*** Begin section ***

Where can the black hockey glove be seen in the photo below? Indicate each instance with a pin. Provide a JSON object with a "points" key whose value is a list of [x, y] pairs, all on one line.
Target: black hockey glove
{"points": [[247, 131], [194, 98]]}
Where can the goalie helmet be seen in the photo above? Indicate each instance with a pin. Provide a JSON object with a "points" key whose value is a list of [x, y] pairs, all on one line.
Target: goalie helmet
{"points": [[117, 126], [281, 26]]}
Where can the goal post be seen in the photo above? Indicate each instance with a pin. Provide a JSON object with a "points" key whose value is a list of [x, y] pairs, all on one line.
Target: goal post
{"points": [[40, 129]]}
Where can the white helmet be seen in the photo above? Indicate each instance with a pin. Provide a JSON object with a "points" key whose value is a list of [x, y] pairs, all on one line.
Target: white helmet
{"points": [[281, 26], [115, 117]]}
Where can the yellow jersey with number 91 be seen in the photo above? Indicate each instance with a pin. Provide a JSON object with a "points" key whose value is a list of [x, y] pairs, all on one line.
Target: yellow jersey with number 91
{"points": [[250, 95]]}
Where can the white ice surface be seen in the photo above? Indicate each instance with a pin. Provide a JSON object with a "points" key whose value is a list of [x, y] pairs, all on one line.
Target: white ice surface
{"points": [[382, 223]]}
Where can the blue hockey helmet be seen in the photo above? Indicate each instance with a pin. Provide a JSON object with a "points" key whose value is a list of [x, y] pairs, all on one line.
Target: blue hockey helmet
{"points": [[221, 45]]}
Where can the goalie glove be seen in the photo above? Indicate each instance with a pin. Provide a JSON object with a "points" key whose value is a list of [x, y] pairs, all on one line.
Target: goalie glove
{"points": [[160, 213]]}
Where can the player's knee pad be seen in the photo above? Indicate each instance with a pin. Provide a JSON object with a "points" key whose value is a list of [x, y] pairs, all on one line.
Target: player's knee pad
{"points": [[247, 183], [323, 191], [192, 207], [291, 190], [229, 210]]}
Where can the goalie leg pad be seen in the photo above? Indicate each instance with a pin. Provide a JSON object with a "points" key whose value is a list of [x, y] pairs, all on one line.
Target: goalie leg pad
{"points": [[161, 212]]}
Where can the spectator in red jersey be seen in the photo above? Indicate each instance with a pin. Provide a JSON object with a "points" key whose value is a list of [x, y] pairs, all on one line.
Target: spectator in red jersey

*** End section ***

● **Description of the task**
Identify the lines above with the word "spectator". Copy them.

● **Result for this exercise**
Where can the spectator in red jersey be seen in the photo above? Indicate each instance with a pin. Provide a JSON object with a "points" key whose value is a list of [x, y] pairs, all on one line.
Target: spectator in red jersey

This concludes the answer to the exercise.